## Extract to read
<<<<

The part that made me the most sad was the teenagers. The presenter went into a group of teens and asked how many wanted plastic surgery and all the girls put their hands up. Summed up by one young lady who said she wanted it for herself to make her feel better about herself. I cannot tell you how my heart sunk. I have had the privilege of working with young people for over a decade and there is nothing sadder than having young people with no sense of identity and seeking it in all the wrong places. 

The presenter of the show said to one woman there is nothing wrong with wanting plastic surgery but.... I guess that really does put it into perspective. My mum always told me that not everything we want is good for us. But I am guessing not everyones mother told them that. 

I really don't know what to say about the sad state of a world that judges us only it seems by our outward appearance. It has turned our youth into people without a sense of identity or purpose or long sight. It seems that they are only interested in the here and now and that can lead to dangerous consequences for the rest of their lives. For me personally I will work wherever I can to help young people to realise their value and place their energies in something at will bring lasting joy. Too many times I have seen the pain of this lifestyle in people of my own age group if we can help those younger than us not experience this then we should do everything to stop it. 

What a weekend

I am back to work after an eventful weekend and instead of starting work promptly I tidy the room like a crazy person cause my mind doesn't work if it's messy. My lovely husband says I am Monica from Friends. I do not agree but it is true that if the house is untidy then I cannot function. My brain mulls over and over the different ways of tiding it all up until it's done. It might sound crazy but there it is I am a sort of neat freak. 

Right then back to the weekend on Friday my family and I joined other students in making the journey to University of Wales, Lampeter for graduation. Leading up to graduation I was not really excited at all. Normally if anything is happening I get so excited and start acting like a five year old leading up to the event. I get silly excited and you know what I enjoy it but somehow graduation had lost the sparkle and I was not excited. It had been a long time coming and I had been through a lot to get there, so excitement should have followed but instead there was nothing. 

When we got to The university I went upstairs received my gown then was sent next door to have someone help me with it. As the lady helped me with my gown she said oh my you have a masters. I suddenly turned and looked at this woman I had never met before and it was like ding there it was. I started squealing with delight I have my MA. I was so excited and almost ran (I was wearing 5inch heels), downstairs to my family where I continued to act like a crazy person with excitement. It was finally all over, the handwork, the heartache, the pain and the years of study, I had my MA in theology. 

I Think sometimes when you work really hard for something and it's been a long time coming when you finally get it you can find it really difficult to comprehend. That was definitely true of me. But I have official documents and letters and pictures to say that I have my MA in theology. Woo hoo!!!!

As a treat for graduation my husband took me out on the Saturday evening to see Strictly Come Dancing - The Professionals. Let me say that all day long I jumped up and down like a loony tunes with excitement and it didn't disappoint at all. I loved loved loved it. Then the next day it was off to College to finish the graduation celebrations with a graduation ceremony at the College I attended. It was super duper fun and this time I was prepared for the excitement. To be honest while I feel elated that I have my MA it's not for the reason of having a masters but more for the fact that despite my circumstances over the past few years. Despite all the trouble and pain we have been through we have something to show for it. The hard work was worth something. When I tell my son about what we went through I can show him what we achieved also. So I am very pleased.

>>>>

Stored items

<<<<

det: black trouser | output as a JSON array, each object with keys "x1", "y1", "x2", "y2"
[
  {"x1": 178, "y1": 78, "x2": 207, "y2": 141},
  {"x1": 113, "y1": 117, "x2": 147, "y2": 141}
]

>>>>

## Things to do
a. According to the post, which university did the writer's family travel to on Friday for graduation?
b. Transcribe everything in the post from "The part that" down to "the wrong places.".

## Task-by-task results
a. University of Wales, Lampeter.

b.
The part that made me the most sad was the teenagers. The presenter went into a group of teens and asked how many wanted plastic surgery and all the girls put their hands up. Summed up by one young lady who said she wanted it for herself to make her feel better about herself. I cannot tell you how my heart sunk. I have had the privilege of working with young people for over a decade and there is nothing sadder than having young people with no sense of identity and seeking it in all the wrong places.